§ Task prompt
Please show every line from the entries that carries the word "pixel".

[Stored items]
[Start of Attachment]

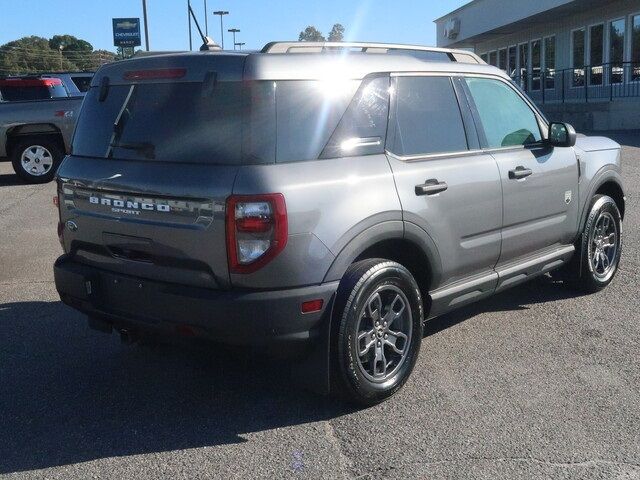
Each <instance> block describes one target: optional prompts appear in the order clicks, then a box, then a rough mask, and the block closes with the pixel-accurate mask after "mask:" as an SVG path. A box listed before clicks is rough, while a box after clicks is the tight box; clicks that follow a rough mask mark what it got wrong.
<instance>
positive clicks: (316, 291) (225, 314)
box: [54, 255, 338, 346]
mask: <svg viewBox="0 0 640 480" xmlns="http://www.w3.org/2000/svg"><path fill="white" fill-rule="evenodd" d="M54 274H55V282H56V288H57V290H58V293H59V294H60V298H61V300H62V301H63V302H64V303H66V304H67V305H70V306H71V307H73V308H75V309H77V310H79V311H81V312H83V313H86V314H87V315H89V316H91V317H94V318H99V319H101V320H104V321H105V322H107V323H109V324H111V325H112V326H113V327H114V328H116V329H125V328H126V329H137V330H141V331H145V330H148V331H156V332H159V333H164V334H176V333H179V332H185V331H188V332H190V333H193V334H195V335H198V336H202V337H207V338H210V339H212V340H215V341H219V342H222V343H228V344H234V345H257V346H259V345H272V344H278V345H280V344H298V345H302V344H305V343H309V342H310V341H312V340H314V339H315V338H316V337H317V336H318V334H319V332H320V329H321V327H322V322H323V319H324V318H326V316H324V315H323V314H324V312H325V310H327V309H330V308H331V304H332V298H333V295H334V294H335V291H336V290H337V288H338V282H331V283H326V284H322V285H314V286H310V287H303V288H295V289H289V290H272V291H249V290H231V291H215V290H209V289H204V288H197V287H190V286H185V285H178V284H171V283H163V282H158V281H151V280H147V279H142V278H137V277H132V276H127V275H121V274H115V273H112V272H109V271H106V270H101V269H97V268H94V267H89V266H86V265H83V264H80V263H77V262H74V261H73V260H71V259H69V258H68V257H67V256H66V255H63V256H62V257H60V258H58V260H57V261H56V263H55V265H54ZM314 299H322V300H323V308H322V310H321V311H319V312H313V313H307V314H303V313H302V312H301V309H300V305H301V303H302V302H304V301H306V300H314ZM185 327H188V328H185Z"/></svg>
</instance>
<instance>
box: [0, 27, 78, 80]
mask: <svg viewBox="0 0 640 480" xmlns="http://www.w3.org/2000/svg"><path fill="white" fill-rule="evenodd" d="M76 68H77V67H76V66H75V64H73V63H71V62H70V61H69V60H68V59H67V58H65V57H64V56H61V55H60V52H56V51H53V50H51V48H49V41H48V40H47V39H46V38H42V37H37V36H31V37H23V38H21V39H19V40H14V41H12V42H9V43H6V44H4V45H2V46H0V75H15V74H24V73H38V72H46V71H56V70H57V71H60V70H74V69H76Z"/></svg>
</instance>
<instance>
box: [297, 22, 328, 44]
mask: <svg viewBox="0 0 640 480" xmlns="http://www.w3.org/2000/svg"><path fill="white" fill-rule="evenodd" d="M298 40H300V41H301V42H324V41H325V39H324V37H323V36H322V33H320V31H319V30H318V29H317V28H316V27H314V26H311V25H309V26H308V27H307V28H305V29H304V31H303V32H300V36H299V37H298Z"/></svg>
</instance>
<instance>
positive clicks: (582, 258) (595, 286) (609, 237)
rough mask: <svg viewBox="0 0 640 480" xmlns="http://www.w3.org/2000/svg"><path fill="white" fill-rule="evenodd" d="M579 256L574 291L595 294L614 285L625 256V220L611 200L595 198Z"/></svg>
mask: <svg viewBox="0 0 640 480" xmlns="http://www.w3.org/2000/svg"><path fill="white" fill-rule="evenodd" d="M578 253H579V255H580V262H579V265H576V271H574V274H573V275H572V277H573V278H572V280H573V281H572V282H571V283H572V284H573V286H574V287H576V288H577V289H579V290H581V291H583V292H585V293H595V292H597V291H599V290H602V289H603V288H605V287H606V286H607V285H609V283H611V281H612V280H613V277H614V276H615V274H616V272H617V271H618V264H619V262H620V256H621V255H622V219H621V216H620V210H619V209H618V206H617V205H616V202H615V201H614V200H613V199H612V198H611V197H608V196H606V195H596V196H594V197H593V200H592V202H591V210H590V211H589V216H588V217H587V221H586V223H585V227H584V231H583V233H582V241H581V243H580V250H579V252H578Z"/></svg>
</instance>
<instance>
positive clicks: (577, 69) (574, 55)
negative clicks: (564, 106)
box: [571, 29, 584, 87]
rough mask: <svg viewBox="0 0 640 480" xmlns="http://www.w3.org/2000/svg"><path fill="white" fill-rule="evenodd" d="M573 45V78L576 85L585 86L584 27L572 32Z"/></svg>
mask: <svg viewBox="0 0 640 480" xmlns="http://www.w3.org/2000/svg"><path fill="white" fill-rule="evenodd" d="M571 40H572V42H571V44H572V46H573V50H572V54H573V79H572V85H573V86H574V87H582V86H584V29H581V30H574V32H573V33H572V34H571Z"/></svg>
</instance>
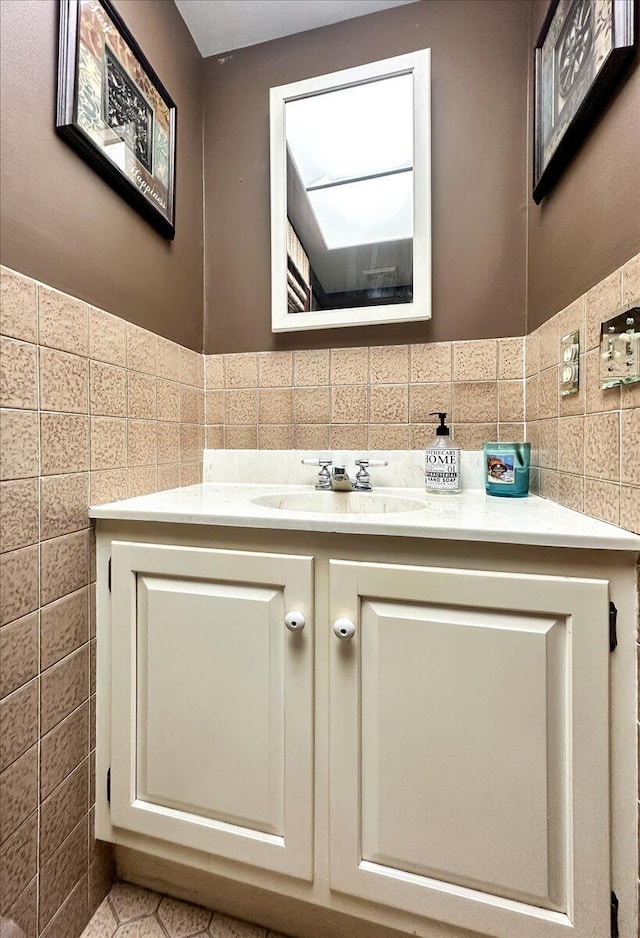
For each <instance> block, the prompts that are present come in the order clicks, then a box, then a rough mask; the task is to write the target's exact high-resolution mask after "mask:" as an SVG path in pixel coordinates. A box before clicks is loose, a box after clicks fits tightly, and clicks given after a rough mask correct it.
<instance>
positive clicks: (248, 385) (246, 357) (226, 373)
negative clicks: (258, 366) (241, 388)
mask: <svg viewBox="0 0 640 938" xmlns="http://www.w3.org/2000/svg"><path fill="white" fill-rule="evenodd" d="M224 381H225V385H224V386H225V388H256V387H257V386H258V357H257V355H256V354H255V352H239V353H237V354H233V355H225V356H224Z"/></svg>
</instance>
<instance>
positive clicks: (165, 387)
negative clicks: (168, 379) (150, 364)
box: [156, 378, 180, 421]
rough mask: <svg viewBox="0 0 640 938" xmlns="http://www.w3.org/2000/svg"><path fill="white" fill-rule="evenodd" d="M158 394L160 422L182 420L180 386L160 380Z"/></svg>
mask: <svg viewBox="0 0 640 938" xmlns="http://www.w3.org/2000/svg"><path fill="white" fill-rule="evenodd" d="M156 392H157V407H158V420H174V421H178V420H180V385H179V384H175V383H174V382H173V381H162V380H160V378H159V379H158V381H157V384H156Z"/></svg>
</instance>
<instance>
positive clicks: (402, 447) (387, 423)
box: [369, 423, 410, 472]
mask: <svg viewBox="0 0 640 938" xmlns="http://www.w3.org/2000/svg"><path fill="white" fill-rule="evenodd" d="M409 445H410V432H409V424H407V423H403V424H388V423H385V424H372V425H371V426H370V427H369V448H370V449H409ZM371 471H372V472H373V471H374V470H371Z"/></svg>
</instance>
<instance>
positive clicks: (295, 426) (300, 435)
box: [293, 423, 329, 450]
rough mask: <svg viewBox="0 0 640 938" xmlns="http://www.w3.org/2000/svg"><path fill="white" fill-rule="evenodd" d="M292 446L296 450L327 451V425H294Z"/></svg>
mask: <svg viewBox="0 0 640 938" xmlns="http://www.w3.org/2000/svg"><path fill="white" fill-rule="evenodd" d="M293 445H294V447H295V448H296V449H311V450H314V449H317V450H326V449H328V447H329V425H328V424H320V423H317V424H308V423H303V424H296V425H295V426H294V428H293Z"/></svg>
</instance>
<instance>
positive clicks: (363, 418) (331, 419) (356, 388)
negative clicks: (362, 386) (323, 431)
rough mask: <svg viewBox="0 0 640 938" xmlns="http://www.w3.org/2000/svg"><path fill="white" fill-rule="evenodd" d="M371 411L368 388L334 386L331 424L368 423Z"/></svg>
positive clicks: (331, 404)
mask: <svg viewBox="0 0 640 938" xmlns="http://www.w3.org/2000/svg"><path fill="white" fill-rule="evenodd" d="M368 410H369V390H368V388H367V387H358V388H354V387H351V386H349V385H347V386H345V387H340V386H335V385H334V386H333V387H332V388H331V423H332V424H346V423H367V421H368Z"/></svg>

[End of Attachment]

§ Written solution
Each <instance> block describes one target: optional prompts appear in the order clicks, then a box, then a rough mask, and the block closes with the pixel-accurate mask after "mask:" as an SVG path. A box listed before clicks is rough, while a box after clicks is the tight box; clicks that follow a rough mask mark what it got wrong.
For each <instance> block, the prompts that are present come in the order clicks, then a box, then a rough mask; the task is to write the target's exact high-resolution mask after "mask:" as an SVG path in pixel coordinates. A box before clicks is loose, a box after clicks fits tightly, and clicks given after a rough mask correct it.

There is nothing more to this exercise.